Data yang Diberikan>
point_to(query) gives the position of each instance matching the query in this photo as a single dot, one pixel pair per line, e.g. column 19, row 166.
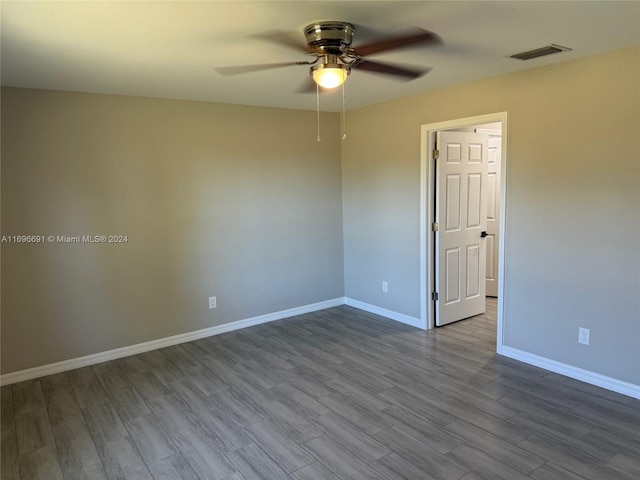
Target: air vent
column 540, row 52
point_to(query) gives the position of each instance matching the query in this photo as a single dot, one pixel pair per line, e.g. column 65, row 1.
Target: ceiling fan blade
column 308, row 86
column 414, row 37
column 237, row 70
column 388, row 69
column 288, row 39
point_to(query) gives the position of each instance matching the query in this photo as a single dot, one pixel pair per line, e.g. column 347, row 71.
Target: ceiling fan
column 330, row 43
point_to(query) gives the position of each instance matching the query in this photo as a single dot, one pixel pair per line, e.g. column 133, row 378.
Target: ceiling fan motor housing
column 329, row 37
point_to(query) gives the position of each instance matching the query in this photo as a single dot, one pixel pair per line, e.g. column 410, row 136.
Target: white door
column 493, row 213
column 461, row 216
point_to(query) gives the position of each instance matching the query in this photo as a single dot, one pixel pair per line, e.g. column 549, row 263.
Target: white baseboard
column 383, row 312
column 586, row 376
column 85, row 361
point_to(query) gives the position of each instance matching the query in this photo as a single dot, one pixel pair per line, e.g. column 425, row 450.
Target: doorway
column 428, row 258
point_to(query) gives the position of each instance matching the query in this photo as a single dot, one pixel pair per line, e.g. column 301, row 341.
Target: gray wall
column 573, row 207
column 237, row 202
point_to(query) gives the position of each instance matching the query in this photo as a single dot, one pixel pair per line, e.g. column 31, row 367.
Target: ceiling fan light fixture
column 330, row 75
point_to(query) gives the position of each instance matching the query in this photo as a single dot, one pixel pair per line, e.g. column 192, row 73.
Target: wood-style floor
column 337, row 394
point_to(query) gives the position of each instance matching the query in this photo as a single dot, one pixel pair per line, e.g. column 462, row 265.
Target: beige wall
column 572, row 213
column 232, row 201
column 242, row 203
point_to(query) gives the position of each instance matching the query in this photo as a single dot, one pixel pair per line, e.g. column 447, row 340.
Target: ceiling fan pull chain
column 344, row 117
column 318, row 109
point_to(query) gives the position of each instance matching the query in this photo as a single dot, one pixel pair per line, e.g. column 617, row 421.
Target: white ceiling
column 170, row 49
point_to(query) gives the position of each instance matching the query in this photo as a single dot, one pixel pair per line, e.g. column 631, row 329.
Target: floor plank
column 338, row 394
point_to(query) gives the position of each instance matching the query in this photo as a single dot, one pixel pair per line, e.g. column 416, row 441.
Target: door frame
column 427, row 215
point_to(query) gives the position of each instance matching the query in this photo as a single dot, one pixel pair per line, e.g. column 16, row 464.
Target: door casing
column 427, row 216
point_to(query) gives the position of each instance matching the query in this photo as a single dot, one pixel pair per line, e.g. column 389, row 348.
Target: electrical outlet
column 583, row 335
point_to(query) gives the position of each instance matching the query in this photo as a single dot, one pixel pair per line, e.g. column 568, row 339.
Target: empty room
column 307, row 240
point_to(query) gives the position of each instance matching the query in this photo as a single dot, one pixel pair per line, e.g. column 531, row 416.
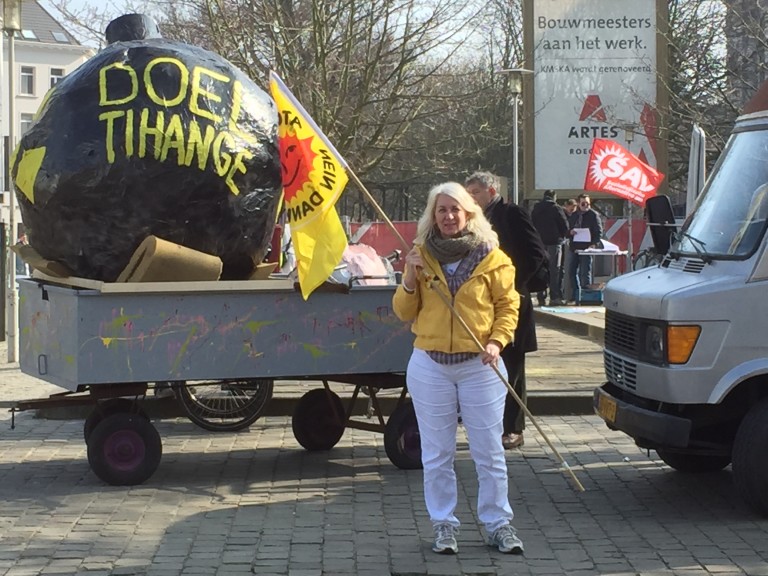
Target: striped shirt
column 455, row 276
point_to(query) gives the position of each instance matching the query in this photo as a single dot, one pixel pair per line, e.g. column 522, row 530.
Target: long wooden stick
column 464, row 325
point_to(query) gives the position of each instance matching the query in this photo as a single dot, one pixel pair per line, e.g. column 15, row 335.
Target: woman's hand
column 492, row 352
column 413, row 267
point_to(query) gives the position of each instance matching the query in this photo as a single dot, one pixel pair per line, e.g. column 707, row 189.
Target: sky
column 116, row 7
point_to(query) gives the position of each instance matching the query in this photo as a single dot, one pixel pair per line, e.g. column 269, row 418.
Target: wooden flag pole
column 481, row 348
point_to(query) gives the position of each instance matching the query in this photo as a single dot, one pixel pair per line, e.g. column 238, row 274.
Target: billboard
column 595, row 76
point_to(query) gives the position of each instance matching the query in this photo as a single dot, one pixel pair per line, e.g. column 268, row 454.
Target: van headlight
column 654, row 349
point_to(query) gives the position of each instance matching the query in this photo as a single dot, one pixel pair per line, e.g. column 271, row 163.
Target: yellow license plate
column 606, row 408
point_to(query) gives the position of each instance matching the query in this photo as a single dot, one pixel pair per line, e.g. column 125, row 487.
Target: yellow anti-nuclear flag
column 314, row 175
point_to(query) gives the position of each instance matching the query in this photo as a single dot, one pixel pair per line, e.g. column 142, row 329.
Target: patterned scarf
column 447, row 250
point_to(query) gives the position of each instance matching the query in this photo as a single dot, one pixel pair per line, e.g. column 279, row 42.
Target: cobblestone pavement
column 255, row 502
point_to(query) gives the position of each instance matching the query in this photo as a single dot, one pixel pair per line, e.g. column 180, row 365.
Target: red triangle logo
column 593, row 109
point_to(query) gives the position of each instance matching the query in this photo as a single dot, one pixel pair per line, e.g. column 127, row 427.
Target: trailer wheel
column 750, row 466
column 124, row 449
column 693, row 463
column 225, row 406
column 402, row 441
column 107, row 408
column 318, row 420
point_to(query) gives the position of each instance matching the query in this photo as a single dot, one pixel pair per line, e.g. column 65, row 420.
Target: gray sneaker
column 445, row 539
column 506, row 540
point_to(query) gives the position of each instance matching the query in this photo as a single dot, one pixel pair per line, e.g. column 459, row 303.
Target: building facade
column 44, row 52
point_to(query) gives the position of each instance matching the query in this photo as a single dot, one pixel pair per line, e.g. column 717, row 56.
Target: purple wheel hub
column 124, row 450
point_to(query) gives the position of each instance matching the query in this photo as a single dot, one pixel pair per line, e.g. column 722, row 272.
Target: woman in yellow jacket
column 457, row 253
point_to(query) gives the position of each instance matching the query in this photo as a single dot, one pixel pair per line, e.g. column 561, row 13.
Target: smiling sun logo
column 296, row 157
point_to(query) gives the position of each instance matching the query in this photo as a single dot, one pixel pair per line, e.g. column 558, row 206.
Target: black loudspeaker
column 661, row 221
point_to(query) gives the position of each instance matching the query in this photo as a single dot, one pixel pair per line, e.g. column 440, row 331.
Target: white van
column 686, row 341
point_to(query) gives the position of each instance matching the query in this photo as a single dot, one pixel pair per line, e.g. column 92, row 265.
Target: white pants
column 437, row 391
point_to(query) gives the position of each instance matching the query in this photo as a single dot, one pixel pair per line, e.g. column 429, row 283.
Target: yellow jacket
column 487, row 302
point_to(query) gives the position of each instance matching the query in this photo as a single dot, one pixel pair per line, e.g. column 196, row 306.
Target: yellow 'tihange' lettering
column 206, row 144
column 158, row 131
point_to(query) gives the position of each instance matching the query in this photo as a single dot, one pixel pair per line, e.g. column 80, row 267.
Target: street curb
column 571, row 326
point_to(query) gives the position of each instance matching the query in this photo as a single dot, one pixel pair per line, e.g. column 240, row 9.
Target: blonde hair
column 476, row 221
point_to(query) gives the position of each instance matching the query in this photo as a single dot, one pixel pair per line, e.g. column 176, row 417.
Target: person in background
column 552, row 224
column 520, row 241
column 456, row 253
column 570, row 206
column 580, row 268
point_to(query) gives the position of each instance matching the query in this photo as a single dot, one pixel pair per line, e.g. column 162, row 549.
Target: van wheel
column 693, row 463
column 750, row 467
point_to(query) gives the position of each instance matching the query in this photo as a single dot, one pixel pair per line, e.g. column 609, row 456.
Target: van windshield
column 730, row 215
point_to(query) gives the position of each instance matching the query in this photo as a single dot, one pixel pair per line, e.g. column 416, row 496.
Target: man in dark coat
column 552, row 224
column 518, row 239
column 580, row 266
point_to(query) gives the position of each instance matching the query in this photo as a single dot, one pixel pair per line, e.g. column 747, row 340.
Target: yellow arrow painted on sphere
column 29, row 166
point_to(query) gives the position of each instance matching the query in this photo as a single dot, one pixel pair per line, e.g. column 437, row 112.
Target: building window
column 26, row 123
column 56, row 75
column 27, row 81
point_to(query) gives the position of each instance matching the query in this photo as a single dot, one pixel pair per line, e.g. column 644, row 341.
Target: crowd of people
column 467, row 290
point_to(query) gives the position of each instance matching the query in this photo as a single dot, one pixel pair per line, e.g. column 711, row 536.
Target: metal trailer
column 220, row 346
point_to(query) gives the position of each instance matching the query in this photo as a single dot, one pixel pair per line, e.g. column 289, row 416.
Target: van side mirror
column 661, row 222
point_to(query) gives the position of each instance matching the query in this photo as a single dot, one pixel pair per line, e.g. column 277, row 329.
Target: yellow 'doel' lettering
column 198, row 90
column 29, row 166
column 150, row 87
column 158, row 131
column 103, row 89
column 174, row 138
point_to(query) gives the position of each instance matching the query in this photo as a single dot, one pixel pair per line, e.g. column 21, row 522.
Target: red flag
column 612, row 168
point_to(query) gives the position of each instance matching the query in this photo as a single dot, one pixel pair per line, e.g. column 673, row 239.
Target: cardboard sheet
column 157, row 260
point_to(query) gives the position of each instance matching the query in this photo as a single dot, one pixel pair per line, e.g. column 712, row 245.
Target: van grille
column 622, row 333
column 690, row 265
column 620, row 372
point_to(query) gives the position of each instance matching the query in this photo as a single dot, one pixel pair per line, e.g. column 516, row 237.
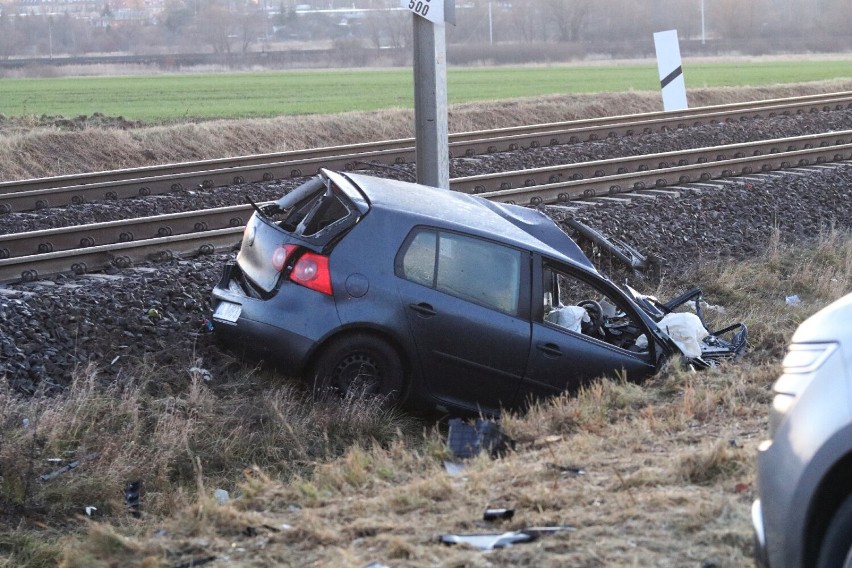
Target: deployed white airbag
column 569, row 317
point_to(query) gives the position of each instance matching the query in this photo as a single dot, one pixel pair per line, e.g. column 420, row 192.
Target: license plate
column 227, row 312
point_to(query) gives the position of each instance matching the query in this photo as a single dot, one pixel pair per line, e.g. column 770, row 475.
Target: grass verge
column 653, row 474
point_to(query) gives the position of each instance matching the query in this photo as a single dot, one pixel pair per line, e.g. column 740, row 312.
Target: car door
column 467, row 304
column 564, row 357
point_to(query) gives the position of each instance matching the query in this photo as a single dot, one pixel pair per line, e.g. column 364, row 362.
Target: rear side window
column 469, row 268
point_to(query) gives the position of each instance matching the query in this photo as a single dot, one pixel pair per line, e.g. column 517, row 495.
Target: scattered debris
column 195, row 562
column 68, row 467
column 621, row 250
column 221, row 496
column 132, row 497
column 498, row 514
column 199, row 373
column 467, row 441
column 453, row 468
column 502, row 540
column 566, row 470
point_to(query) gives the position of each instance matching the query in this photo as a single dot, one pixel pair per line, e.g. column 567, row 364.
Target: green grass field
column 166, row 98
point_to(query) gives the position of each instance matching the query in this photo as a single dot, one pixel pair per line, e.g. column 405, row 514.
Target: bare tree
column 569, row 17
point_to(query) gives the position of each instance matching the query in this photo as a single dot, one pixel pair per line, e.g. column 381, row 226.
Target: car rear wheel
column 359, row 365
column 836, row 549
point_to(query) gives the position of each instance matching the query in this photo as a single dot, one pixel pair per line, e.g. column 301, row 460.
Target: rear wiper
column 267, row 210
column 256, row 206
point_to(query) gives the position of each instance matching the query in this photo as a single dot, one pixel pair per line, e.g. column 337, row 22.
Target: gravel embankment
column 158, row 313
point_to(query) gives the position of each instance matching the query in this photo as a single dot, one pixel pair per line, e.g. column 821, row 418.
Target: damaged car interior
column 428, row 297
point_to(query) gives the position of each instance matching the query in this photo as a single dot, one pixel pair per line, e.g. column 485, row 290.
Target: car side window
column 466, row 267
column 576, row 306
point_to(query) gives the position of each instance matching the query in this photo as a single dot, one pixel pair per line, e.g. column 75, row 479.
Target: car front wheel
column 359, row 365
column 836, row 549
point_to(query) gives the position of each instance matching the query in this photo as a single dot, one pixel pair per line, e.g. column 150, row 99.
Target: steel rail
column 122, row 255
column 263, row 167
column 564, row 192
column 624, row 165
column 260, row 173
column 82, row 236
column 15, row 245
column 31, row 267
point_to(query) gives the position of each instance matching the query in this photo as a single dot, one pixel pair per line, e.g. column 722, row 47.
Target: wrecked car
column 422, row 295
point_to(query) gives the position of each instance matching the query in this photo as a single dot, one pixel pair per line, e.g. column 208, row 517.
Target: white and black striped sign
column 671, row 72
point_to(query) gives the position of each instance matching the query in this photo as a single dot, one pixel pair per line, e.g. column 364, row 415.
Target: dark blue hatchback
column 417, row 294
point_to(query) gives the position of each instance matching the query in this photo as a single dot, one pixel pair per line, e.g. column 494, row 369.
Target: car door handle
column 550, row 349
column 423, row 309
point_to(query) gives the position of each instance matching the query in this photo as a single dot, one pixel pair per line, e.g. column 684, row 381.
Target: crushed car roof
column 526, row 228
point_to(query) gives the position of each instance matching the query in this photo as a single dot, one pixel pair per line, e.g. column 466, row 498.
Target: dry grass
column 39, row 152
column 668, row 466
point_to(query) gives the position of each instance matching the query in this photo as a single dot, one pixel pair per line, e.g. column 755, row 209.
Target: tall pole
column 490, row 25
column 430, row 103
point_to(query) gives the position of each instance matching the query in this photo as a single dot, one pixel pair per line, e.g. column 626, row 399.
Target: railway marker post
column 432, row 145
column 671, row 72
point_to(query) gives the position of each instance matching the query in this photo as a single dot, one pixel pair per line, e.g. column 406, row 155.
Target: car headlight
column 801, row 364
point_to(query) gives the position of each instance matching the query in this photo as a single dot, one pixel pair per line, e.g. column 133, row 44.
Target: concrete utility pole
column 430, row 89
column 430, row 103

Petunjuk Latihan> Salin persis semua baris dari baris yang memuat "406, row 155." hingga akhir data, termasuk kedua ujungnya.

Jawaban Latihan>
point_to(query) gives the position of each instance matching the query in this photo as a single dot, one pixel pair per line, e.g. column 406, row 155.
Target: car headlight
column 801, row 364
point_to(query) gives the position of each instance matching the query in this photo as a single dot, one pixel pair per line, e.g. column 133, row 44.
Target: concrete utility pole
column 430, row 89
column 430, row 103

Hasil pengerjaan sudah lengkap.